### Passage provided:
Clinton on gay marriage — Saying that “gay rights are human rights," Hillary Clinton, the former secretary of state and potential 2016 presidential candidate, has endorsed same-sex marriage. “I believe America is at its best when we champion the freedom and dignity of every human being," Clinton said in a video posted Monday on the Internet by the Human Rights Campaign, a gay rights advocacy group.
Art heist — The FBI says it has solved the decades-old mystery of who stole $500 million in artwork from Boston's Isabella Stewart Gardner Museum, but it is withholding the identities of the thieves, adding another twist to the largest property heist in U.S. history. On Monday, the 23rd anniversary of the theft, authorities announced a new publicity campaign aimed at generating tips on what they still don't know: Where is the missing artwork?
Bloomberg's cigarette plan — New York City Mayor Michael Bloomberg, fresh off a defeat in his campaign to limit large servings of sugary drinks, is returning to a front where he has enjoyed far more success: making it harder to smoke, by proposing legislation Monday requiring stores to put cigarettes out of sight. The campaign is intended to shield children from tobacco marketing and to keep people who have quit smoking from making impulse buys of cigarettes, he said.
Syria opposition — Syria's opposition coalition has elected Ghassan Hitto to serve as prime minister of its interim government. It remains unclear, however, if the hundreds of rebel brigades fighting Assad's forces in Syria will accept the government's authority. Hitto was born in Damascus in 1963 and has lived in the United States for decades, most recently in Wayne, Texas. He has worked in technology and for various Islam-related causes.

### Directions:
[1] Answer these questions from the news briefs:
(a) Which group posted the video in which Clinton endorsed same-sex marriage?
(b) How much was the artwork stolen from the Isabella Stewart Gardner Museum worth?
(c) In what year was Ghassan Hitto born?
[2] Reproduce word for word everything in the news briefs from "Clinton on gay" down to "the missing artwork?".
The entries that come after the news briefs have no connection to them.

### Recorded data:
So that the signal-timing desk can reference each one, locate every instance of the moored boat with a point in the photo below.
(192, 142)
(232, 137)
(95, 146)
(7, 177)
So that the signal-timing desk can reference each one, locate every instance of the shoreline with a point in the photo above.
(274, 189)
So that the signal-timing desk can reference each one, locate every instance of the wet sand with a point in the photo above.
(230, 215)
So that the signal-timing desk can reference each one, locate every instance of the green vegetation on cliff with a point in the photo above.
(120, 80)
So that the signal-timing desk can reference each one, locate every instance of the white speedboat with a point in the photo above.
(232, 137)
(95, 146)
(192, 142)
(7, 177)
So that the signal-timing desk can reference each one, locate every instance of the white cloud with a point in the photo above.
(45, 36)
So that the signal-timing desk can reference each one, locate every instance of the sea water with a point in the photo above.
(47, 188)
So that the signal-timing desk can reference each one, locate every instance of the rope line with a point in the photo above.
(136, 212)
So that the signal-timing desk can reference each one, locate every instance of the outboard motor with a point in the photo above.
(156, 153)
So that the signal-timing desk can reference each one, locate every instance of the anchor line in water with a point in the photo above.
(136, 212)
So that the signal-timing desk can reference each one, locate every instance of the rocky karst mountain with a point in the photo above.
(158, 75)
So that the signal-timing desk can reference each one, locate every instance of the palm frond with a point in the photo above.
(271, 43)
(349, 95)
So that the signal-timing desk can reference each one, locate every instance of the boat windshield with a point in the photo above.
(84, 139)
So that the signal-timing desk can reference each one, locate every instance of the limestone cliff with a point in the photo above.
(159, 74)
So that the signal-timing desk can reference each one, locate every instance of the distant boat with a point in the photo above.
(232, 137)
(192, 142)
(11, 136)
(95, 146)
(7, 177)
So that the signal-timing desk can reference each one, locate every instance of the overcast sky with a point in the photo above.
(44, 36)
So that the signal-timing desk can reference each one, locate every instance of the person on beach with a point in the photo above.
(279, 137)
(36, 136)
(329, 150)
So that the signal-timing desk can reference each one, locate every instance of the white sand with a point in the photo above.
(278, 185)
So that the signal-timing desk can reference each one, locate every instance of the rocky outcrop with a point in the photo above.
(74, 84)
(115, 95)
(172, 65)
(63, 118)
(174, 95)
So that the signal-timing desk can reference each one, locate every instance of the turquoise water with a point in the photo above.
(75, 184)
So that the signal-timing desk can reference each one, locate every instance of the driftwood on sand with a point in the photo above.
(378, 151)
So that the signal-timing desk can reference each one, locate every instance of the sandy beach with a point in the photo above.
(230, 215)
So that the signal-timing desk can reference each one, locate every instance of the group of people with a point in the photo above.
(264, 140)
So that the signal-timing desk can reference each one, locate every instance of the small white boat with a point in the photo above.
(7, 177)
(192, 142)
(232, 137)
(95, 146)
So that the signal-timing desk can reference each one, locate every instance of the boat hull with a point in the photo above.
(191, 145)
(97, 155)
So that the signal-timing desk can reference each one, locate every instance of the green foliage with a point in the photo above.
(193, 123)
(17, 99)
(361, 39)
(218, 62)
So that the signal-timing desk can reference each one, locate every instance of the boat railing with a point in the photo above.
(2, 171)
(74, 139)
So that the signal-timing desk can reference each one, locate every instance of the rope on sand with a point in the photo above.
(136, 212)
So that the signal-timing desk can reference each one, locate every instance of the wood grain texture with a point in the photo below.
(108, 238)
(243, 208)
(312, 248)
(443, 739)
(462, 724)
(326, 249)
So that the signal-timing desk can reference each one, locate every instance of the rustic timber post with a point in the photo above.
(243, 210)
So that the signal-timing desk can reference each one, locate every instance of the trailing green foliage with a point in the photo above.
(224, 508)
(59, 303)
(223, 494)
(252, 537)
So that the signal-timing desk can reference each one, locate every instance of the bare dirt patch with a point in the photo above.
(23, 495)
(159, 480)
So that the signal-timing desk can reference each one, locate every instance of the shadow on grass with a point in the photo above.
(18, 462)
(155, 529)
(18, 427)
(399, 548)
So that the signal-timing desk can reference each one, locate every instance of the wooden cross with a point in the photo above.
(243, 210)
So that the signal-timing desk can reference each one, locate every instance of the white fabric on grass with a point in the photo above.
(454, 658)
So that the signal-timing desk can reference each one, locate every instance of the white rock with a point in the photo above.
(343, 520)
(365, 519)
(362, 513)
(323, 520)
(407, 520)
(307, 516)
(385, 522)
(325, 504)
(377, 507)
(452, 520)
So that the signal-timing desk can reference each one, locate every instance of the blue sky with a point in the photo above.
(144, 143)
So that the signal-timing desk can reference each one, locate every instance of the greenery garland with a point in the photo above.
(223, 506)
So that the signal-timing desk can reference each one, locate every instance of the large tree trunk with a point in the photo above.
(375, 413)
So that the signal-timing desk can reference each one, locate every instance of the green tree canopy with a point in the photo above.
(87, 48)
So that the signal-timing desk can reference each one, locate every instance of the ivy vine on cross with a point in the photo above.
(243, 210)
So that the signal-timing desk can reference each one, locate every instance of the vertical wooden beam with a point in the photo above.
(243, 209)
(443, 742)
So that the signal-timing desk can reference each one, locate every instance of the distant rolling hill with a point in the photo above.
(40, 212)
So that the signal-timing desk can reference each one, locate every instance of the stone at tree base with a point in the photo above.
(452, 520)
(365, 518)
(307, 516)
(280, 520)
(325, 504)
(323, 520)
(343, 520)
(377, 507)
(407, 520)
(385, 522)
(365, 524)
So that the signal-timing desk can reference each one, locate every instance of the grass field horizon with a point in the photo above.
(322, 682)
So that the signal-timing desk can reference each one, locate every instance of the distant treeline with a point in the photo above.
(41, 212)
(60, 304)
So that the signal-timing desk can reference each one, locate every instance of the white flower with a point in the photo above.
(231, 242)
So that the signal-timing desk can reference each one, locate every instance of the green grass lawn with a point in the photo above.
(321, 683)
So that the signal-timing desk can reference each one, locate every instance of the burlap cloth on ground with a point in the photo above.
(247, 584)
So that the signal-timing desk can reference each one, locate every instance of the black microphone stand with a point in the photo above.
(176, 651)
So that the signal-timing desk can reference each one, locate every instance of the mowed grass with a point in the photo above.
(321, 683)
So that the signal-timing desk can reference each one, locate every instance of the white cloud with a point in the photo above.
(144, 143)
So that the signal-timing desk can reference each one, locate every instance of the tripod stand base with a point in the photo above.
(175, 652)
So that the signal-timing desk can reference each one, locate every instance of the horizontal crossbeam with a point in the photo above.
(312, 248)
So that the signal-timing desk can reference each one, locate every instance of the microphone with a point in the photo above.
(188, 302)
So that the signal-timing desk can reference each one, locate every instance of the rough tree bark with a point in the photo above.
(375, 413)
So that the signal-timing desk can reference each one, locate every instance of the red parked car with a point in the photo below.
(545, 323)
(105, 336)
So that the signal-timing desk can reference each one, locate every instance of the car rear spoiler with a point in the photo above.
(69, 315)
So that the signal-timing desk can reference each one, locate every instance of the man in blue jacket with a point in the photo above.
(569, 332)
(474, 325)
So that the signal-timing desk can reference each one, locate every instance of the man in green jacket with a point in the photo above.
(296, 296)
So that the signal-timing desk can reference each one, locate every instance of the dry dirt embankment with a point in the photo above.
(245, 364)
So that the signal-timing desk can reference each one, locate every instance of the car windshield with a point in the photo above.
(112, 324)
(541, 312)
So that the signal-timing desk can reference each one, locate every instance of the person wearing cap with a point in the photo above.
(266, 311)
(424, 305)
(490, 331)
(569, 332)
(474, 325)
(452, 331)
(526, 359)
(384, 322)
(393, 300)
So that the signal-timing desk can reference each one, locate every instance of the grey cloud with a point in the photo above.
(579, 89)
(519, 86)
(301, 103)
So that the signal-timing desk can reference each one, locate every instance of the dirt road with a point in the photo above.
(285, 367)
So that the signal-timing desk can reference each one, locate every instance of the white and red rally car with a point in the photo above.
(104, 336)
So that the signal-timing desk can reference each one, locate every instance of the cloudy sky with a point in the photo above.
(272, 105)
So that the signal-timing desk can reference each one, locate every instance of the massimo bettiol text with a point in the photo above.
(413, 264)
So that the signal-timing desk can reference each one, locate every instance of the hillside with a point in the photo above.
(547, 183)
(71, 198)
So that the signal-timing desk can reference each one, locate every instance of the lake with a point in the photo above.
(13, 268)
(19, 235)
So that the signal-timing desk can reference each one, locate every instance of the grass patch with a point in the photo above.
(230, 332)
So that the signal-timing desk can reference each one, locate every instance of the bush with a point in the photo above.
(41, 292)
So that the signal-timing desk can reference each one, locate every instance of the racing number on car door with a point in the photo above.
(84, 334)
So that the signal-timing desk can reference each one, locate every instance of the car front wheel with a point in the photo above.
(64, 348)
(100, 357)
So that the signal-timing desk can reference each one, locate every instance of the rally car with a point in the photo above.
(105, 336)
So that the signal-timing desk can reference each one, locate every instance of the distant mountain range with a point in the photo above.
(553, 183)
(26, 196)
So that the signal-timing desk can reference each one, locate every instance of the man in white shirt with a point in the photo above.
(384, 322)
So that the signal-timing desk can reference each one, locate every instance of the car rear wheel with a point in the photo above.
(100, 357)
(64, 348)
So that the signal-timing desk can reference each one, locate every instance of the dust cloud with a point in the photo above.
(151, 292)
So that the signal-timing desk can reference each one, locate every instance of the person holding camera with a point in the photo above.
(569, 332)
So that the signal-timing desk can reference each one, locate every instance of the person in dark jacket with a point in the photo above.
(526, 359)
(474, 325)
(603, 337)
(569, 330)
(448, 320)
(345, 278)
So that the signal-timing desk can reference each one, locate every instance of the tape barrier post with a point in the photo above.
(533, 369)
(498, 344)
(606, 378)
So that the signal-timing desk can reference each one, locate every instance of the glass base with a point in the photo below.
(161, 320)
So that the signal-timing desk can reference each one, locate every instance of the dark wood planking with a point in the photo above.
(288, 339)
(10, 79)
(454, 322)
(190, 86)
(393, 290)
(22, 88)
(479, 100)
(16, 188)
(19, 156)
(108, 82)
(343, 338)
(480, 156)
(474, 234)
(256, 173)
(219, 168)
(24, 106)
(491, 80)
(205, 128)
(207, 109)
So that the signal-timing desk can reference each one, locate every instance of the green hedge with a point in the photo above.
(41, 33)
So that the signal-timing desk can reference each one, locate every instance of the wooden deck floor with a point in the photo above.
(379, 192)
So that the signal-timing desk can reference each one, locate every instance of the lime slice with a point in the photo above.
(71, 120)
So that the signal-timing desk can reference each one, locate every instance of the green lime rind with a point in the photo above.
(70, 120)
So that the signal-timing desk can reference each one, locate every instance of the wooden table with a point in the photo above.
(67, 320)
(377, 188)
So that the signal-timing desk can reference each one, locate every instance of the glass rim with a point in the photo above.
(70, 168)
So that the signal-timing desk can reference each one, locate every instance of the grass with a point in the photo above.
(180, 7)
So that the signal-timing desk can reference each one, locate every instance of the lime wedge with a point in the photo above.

### Results of the exercise:
[1]
(a) The Human Rights Campaign
(b) $500 million
(c) 1963

[2]
Clinton on gay marriage — Saying that “gay rights are human rights," Hillary Clinton, the former secretary of state and potential 2016 presidential candidate, has endorsed same-sex marriage. “I believe America is at its best when we champion the freedom and dignity of every human being," Clinton said in a video posted Monday on the Internet by the Human Rights Campaign, a gay rights advocacy group.
Art heist — The FBI says it has solved the decades-old mystery of who stole $500 million in artwork from Boston's Isabella Stewart Gardner Museum, but it is withholding the identities of the thieves, adding another twist to the largest property heist in U.S. history. On Monday, the 23rd anniversary of the theft, authorities announced a new publicity campaign aimed at generating tips on what they still don't know: Where is the missing artwork?